Saturday, July 11, 2020

“di Sini” dan “Sekarang” yang Kita Miliki

Tidak ada seorangpun di dunia ini yang hidup tanpa masalah, karena sejatinya hidup itu sendiri merupakan sebuah masalah. Bahkan setelah kematianpun kita akan mendapatkan masalah di alam sana. Saat seseorang mampu menyelesaikan masalah yang dihadapinya, maka dia akan mendapatkan ketenangan dan kebahagiaan setelahnya. Dan sebaliknya, ketika seseorang tidak mampu menyelesaikan masalah yang dihadapinya, maka dia akan mendapatkan kegelisahan dan ketegangan atau kesusahan setelahnya.

Namun perlu kita ketahui bersama, bahwa syarat kebahagiaan itu bukanlah tentang menyelesaikan masalah. Akan tetapi, syarat kebahagiaan sejati yaitu tentang besarnya rasa syukur kita terhadap apa yang kita alami, semakin kita bersyukur, semakin tenang dan bahagia hidup kita. Hal ini berarti kita tidak perlu menunggu kebahagiaan untuk bersyukur, namun kita musti bersyukur untuk mendapatkan kebahagiaan.

Jadi walaupun kita sedang berada di tengah-tengah masalah yang pelik, dan masalah itu tidak kunjung terselesaikan, kita bisa mendapatkan kebahagiaan dengan syukur yang menghiasi langkah kita. Bersyukurlah atas apapun yang kita alami, maka kita akan bahagia dan tenang. Karena kebahagiaan bukanlah kesempatan untuk kita besyukur, tapi kesyukuran itulah kesempatan kita untuk bahagia.

Meski begitu, tidak jarang kita mengalami kesulitan untuk bersyukur, lisan kita mungkin mengatakan “Alhamdulillah” namun hati kita masih gelisah dan sesak atas permasalahan yang tidak kunjung terselesaikan. Untuk itu, penulis akan mencoba untuk berbagi cara memaksimalkan syukur kita kepada Tuhan Yang Maha Esa.

Anotasi titik untuk foto:

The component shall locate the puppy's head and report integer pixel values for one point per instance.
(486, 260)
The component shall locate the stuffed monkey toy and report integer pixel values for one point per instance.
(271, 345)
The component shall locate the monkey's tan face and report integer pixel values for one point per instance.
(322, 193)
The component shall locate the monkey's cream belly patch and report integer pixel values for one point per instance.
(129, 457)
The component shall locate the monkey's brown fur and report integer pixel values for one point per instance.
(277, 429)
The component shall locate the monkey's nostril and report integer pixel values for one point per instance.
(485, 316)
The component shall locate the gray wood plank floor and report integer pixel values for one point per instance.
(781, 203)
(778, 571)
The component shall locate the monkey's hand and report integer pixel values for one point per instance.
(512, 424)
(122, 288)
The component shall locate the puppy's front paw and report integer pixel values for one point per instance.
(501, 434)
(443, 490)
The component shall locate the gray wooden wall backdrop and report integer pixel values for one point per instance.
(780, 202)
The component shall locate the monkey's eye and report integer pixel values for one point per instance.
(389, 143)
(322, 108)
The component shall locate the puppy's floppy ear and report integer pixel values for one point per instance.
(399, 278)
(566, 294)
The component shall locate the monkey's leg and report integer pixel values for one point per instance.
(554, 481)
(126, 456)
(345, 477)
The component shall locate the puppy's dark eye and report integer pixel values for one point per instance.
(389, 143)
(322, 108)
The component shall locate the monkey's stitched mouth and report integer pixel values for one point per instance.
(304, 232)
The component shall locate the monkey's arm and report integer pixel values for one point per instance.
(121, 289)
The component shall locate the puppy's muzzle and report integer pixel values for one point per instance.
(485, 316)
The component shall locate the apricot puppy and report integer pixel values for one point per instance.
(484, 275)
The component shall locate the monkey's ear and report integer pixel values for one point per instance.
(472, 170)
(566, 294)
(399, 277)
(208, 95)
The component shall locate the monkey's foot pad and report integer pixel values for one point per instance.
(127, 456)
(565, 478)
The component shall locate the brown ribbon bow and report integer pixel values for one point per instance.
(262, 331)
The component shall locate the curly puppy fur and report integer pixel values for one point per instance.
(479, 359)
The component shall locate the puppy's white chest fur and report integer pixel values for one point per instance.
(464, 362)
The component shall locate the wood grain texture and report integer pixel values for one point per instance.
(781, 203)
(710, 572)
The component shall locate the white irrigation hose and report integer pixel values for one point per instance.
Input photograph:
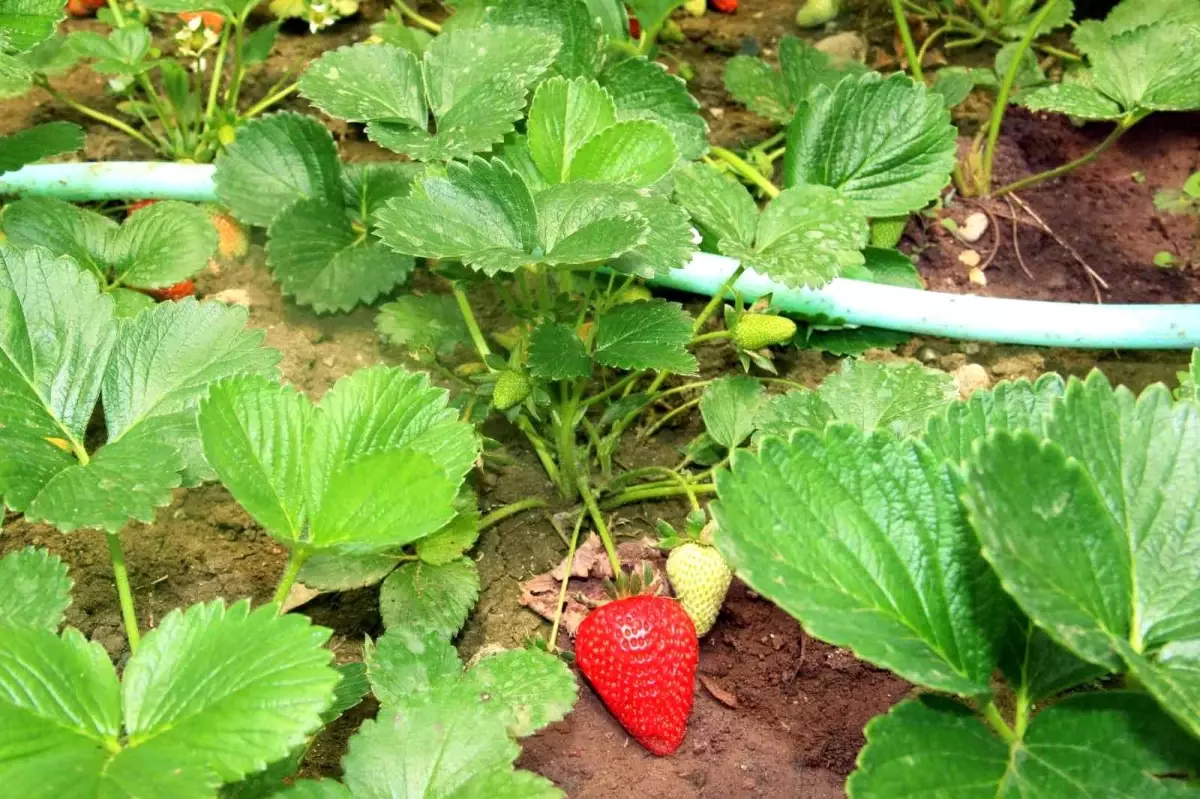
(930, 313)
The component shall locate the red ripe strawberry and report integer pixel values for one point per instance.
(640, 654)
(174, 292)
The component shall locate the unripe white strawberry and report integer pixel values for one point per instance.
(700, 578)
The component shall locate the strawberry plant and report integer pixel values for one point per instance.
(1043, 532)
(63, 350)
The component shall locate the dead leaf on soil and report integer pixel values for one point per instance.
(588, 572)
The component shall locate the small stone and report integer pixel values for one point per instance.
(971, 378)
(844, 47)
(973, 227)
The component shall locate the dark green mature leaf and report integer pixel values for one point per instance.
(319, 258)
(730, 407)
(210, 696)
(647, 335)
(27, 23)
(804, 238)
(569, 20)
(643, 89)
(275, 161)
(36, 590)
(862, 538)
(1109, 744)
(425, 322)
(556, 353)
(39, 142)
(1011, 406)
(430, 599)
(887, 144)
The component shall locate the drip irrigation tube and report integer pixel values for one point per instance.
(930, 313)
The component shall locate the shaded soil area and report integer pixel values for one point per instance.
(777, 714)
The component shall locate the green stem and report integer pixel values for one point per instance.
(589, 502)
(640, 493)
(567, 578)
(295, 563)
(996, 721)
(745, 170)
(424, 22)
(906, 37)
(129, 614)
(468, 317)
(511, 509)
(1087, 157)
(100, 116)
(1006, 90)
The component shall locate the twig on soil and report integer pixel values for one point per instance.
(1096, 280)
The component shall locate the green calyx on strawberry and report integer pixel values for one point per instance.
(511, 388)
(699, 574)
(640, 654)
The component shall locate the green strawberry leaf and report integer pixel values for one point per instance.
(321, 259)
(210, 696)
(430, 599)
(275, 161)
(39, 142)
(646, 335)
(27, 23)
(1087, 745)
(37, 590)
(895, 575)
(637, 152)
(1011, 406)
(730, 407)
(563, 115)
(887, 144)
(569, 22)
(427, 323)
(643, 89)
(804, 238)
(556, 353)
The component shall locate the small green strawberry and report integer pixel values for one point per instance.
(757, 330)
(887, 230)
(511, 388)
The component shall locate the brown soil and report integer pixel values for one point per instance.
(799, 704)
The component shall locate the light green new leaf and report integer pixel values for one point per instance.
(480, 212)
(406, 662)
(863, 539)
(636, 152)
(804, 238)
(323, 262)
(275, 161)
(730, 407)
(556, 353)
(27, 23)
(36, 590)
(162, 245)
(646, 335)
(1089, 745)
(424, 322)
(39, 142)
(569, 22)
(430, 599)
(1011, 406)
(643, 89)
(563, 115)
(887, 144)
(57, 331)
(718, 203)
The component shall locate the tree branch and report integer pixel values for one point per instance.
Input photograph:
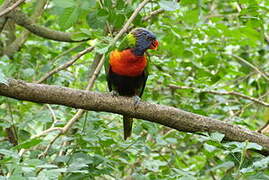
(165, 115)
(223, 93)
(7, 10)
(23, 20)
(251, 65)
(66, 65)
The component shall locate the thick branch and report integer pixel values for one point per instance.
(26, 22)
(7, 10)
(165, 115)
(232, 93)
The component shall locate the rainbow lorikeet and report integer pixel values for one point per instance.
(127, 68)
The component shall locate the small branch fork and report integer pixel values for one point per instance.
(12, 7)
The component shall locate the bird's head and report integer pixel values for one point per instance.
(145, 39)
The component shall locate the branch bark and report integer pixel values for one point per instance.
(165, 115)
(7, 10)
(23, 20)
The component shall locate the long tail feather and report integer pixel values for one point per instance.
(127, 126)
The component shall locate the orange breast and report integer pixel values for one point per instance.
(126, 63)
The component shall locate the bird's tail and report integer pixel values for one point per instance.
(127, 126)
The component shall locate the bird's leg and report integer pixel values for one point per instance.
(114, 93)
(137, 100)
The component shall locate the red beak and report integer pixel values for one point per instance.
(154, 45)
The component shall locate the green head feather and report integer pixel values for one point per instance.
(128, 41)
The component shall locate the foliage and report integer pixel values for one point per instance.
(198, 41)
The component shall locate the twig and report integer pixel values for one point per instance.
(153, 13)
(7, 10)
(52, 113)
(66, 65)
(19, 41)
(23, 20)
(251, 65)
(129, 21)
(223, 93)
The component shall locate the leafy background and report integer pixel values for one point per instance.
(200, 42)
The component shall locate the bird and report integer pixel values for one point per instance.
(127, 68)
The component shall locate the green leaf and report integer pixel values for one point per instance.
(9, 153)
(216, 136)
(28, 144)
(169, 5)
(95, 21)
(69, 17)
(3, 78)
(64, 3)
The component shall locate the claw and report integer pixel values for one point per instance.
(136, 101)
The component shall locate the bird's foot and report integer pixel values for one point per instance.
(114, 93)
(137, 100)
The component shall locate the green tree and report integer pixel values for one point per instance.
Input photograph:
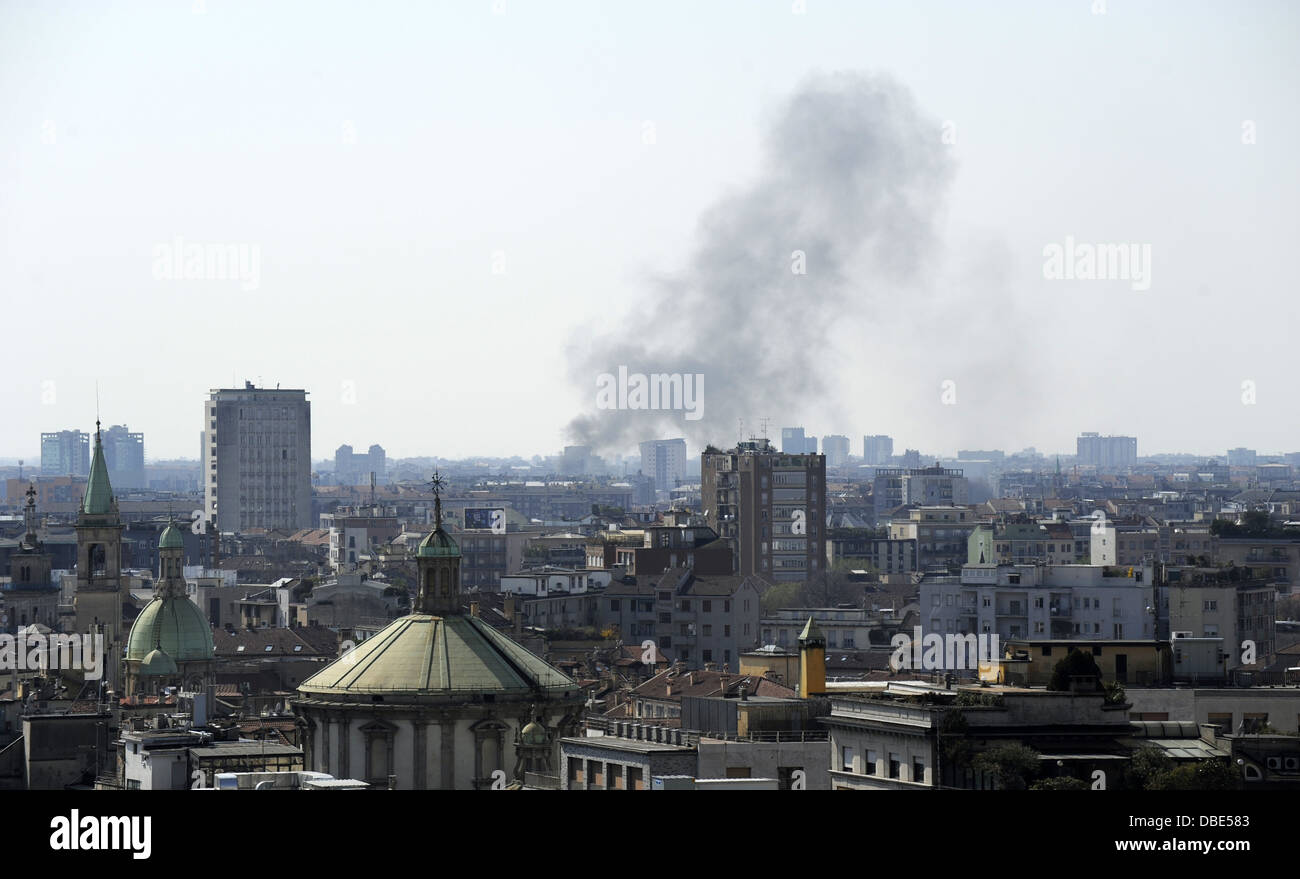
(1148, 763)
(781, 594)
(1077, 663)
(1012, 765)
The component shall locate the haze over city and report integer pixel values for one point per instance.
(472, 213)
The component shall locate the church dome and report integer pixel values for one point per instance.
(427, 655)
(157, 663)
(170, 538)
(173, 624)
(533, 734)
(438, 544)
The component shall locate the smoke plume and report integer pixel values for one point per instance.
(852, 181)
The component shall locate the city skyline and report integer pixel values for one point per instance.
(950, 291)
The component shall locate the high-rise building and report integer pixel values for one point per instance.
(258, 464)
(836, 450)
(924, 486)
(770, 505)
(664, 460)
(65, 453)
(351, 468)
(125, 455)
(1242, 457)
(876, 450)
(1106, 453)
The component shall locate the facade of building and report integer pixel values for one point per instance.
(664, 460)
(1040, 602)
(689, 618)
(437, 700)
(836, 450)
(256, 463)
(30, 594)
(125, 455)
(98, 597)
(65, 453)
(771, 506)
(351, 468)
(1106, 453)
(941, 533)
(876, 450)
(170, 641)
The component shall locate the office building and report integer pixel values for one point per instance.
(876, 450)
(351, 468)
(1106, 453)
(664, 460)
(125, 455)
(770, 505)
(65, 453)
(256, 466)
(836, 450)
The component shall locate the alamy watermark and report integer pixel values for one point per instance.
(1082, 262)
(35, 652)
(209, 262)
(659, 390)
(934, 652)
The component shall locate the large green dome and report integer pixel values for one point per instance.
(177, 626)
(438, 545)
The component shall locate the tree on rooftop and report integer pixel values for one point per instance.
(1077, 663)
(1012, 766)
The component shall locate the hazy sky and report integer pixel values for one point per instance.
(458, 211)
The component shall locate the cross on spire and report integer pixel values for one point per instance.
(437, 484)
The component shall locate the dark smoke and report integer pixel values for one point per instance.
(854, 177)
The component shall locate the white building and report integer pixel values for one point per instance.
(1039, 601)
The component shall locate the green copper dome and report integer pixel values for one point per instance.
(533, 734)
(173, 624)
(170, 538)
(157, 663)
(425, 655)
(438, 545)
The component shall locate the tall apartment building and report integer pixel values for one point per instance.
(923, 485)
(1043, 602)
(1242, 457)
(351, 468)
(664, 460)
(65, 453)
(836, 450)
(770, 505)
(793, 442)
(125, 455)
(256, 458)
(1106, 453)
(876, 450)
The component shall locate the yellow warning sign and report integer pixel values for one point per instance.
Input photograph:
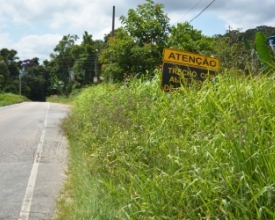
(191, 59)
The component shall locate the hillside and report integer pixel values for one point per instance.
(139, 153)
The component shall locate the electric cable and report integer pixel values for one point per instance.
(202, 11)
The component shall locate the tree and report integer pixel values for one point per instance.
(137, 47)
(4, 74)
(185, 37)
(63, 58)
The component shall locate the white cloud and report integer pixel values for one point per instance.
(36, 46)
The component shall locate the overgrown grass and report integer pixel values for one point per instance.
(138, 153)
(9, 99)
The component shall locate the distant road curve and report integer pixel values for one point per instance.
(33, 158)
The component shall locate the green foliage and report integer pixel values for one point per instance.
(185, 37)
(137, 46)
(262, 48)
(138, 153)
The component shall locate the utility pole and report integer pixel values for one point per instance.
(113, 22)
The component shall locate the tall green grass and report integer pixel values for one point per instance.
(9, 99)
(138, 153)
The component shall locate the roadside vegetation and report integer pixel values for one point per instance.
(9, 99)
(139, 153)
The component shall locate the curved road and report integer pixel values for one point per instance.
(33, 158)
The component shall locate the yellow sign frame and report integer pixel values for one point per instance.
(191, 59)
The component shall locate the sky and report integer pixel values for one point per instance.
(34, 27)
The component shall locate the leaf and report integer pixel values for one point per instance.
(246, 44)
(262, 49)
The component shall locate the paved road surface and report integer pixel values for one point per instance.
(33, 157)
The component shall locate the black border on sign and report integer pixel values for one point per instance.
(175, 75)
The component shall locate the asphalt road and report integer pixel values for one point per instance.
(33, 159)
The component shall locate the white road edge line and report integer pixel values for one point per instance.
(26, 206)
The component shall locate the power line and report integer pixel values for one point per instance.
(202, 11)
(190, 10)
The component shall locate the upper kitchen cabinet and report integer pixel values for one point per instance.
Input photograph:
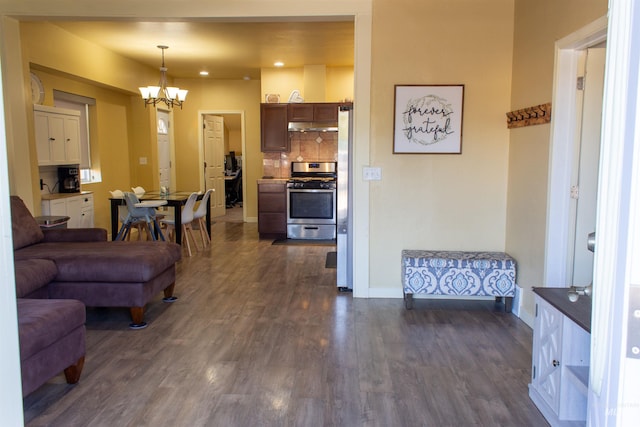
(274, 135)
(313, 112)
(57, 132)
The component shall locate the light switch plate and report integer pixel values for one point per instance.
(371, 174)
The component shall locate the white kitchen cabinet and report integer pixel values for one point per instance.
(86, 211)
(78, 208)
(560, 365)
(57, 132)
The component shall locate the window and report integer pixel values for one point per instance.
(81, 104)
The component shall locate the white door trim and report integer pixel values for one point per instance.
(563, 133)
(201, 114)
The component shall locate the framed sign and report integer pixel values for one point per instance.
(428, 119)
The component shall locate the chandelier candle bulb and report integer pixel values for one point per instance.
(170, 95)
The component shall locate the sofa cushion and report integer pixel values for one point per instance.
(26, 230)
(32, 275)
(42, 322)
(133, 262)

Petunjuk.
(1) Apa syarat kebahagiaan sejati menurut tulisan tentang syukur?
(2) Sunting tulisan tentang syukur: tulis ulang semuanya mulai dari "Jadi walaupun kita" sampai ke "Yang Maha Esa.", dengan kata "gelisah" diganti menjadi "resah".
(3) Sambung tulisan tentang syukur mulai setelah kalimat terakhirnya.

Jawaban.
(1) Besarnya rasa syukur kita terhadap apa yang kita alami.

(2)
Jadi walaupun kita sedang berada di tengah-tengah masalah yang pelik, dan masalah itu tidak kunjung terselesaikan, kita bisa mendapatkan kebahagiaan dengan syukur yang menghiasi langkah kita. Bersyukurlah atas apapun yang kita alami, maka kita akan bahagia dan tenang. Karena kebahagiaan bukanlah kesempatan untuk kita besyukur, tapi kesyukuran itulah kesempatan kita untuk bahagia.

Meski begitu, tidak jarang kita mengalami kesulitan untuk bersyukur, lisan kita mungkin mengatakan “Alhamdulillah” namun hati kita masih resah dan sesak atas permasalahan yang tidak kunjung terselesaikan. Untuk itu, penulis akan mencoba untuk berbagi cara memaksimalkan syukur kita kepada Tuhan Yang Maha Esa.

(3)
Cara yang penulis ajukan itu terdiri dari dua kata, yaitu “di sini” dan “sekarang”. Dua kata itu merupakan gambaran dari eksistensi ruang dan waktu dalam dimensi kehidupan kita, “di sini” untuk ruang dan “sekarang” untuk waktu. Nah, bagaimana dua kata ini bisa memaksimalkan syukur kita? Simak penjelasannya berikut ini:

“Di sini” merupakan sebuah kata yang menunjuk pada tempat yang sedang kita pijaki. Misalkan ketika kita berada di Ruang Tamu, maka “di sini” menunjuk pada ruang tamu, atau saat kita sedang berada di Ruang Makan, maka “di sini” menunjuk pada ruang makan. Lalu apa maknanya? Maknanya adalah kita hidup “di sini” bukan “di sana”, ketika kita berada di rumah, ya hidup kita itu di rumah, bukan di mall, bukan di pasar, bukan di taman atau tempat lainnya. Yang perlu kita lakukan adalah melakukan yang terbaik “di sini”, ketika kita di rumah lihatlah ke sekeliling rumah, siapa yang ada bersama kita? Bagaimana kondisi atau keadaan di rumah kita? Lalu berikan dan lakukanlah yang terbaik kepada orang yang sedang bersama kita di rumah sesuai dengan kondisi atau keadaannya. Misalkan ketika kita di rumah bersama ayah dan ibu dalam keadaan tegang karena perseteruan antara mereka, maka segera lepas pikiran kita tentang tempat selain rumah, kemudian lakukanlah yang terbaik dengan melontarkan senyum kepada mereka berdua dan berbicara secara perlahan untuk menenangkan mereka, dan jangan memihak kepada salah satu di antara mereka. Teruslah lakukan yang terbaik untuk orang-orang yang bersama kita “di sini” dan pahami keadaannya serta lupakan tempat lain, karena yang kita miliki secara mutlak adalah apa yang ada “di sini” bersama mereka ataupun bersama dia, dan ketika kita pergi “dari sini”, mereka akan mengenal kita sebagai orang yang baik. Jadi intinya kita harus memberikan kesan yang baik pada setiap tempat yang sedang kita pijaki, sehingga semakin jauh kita melangkah, semakin banyak pula kebaikan yang kita torehkan. Singkatnya “mengapa kita sibuk memikirkan yang di sana jika kita hidup di sini”.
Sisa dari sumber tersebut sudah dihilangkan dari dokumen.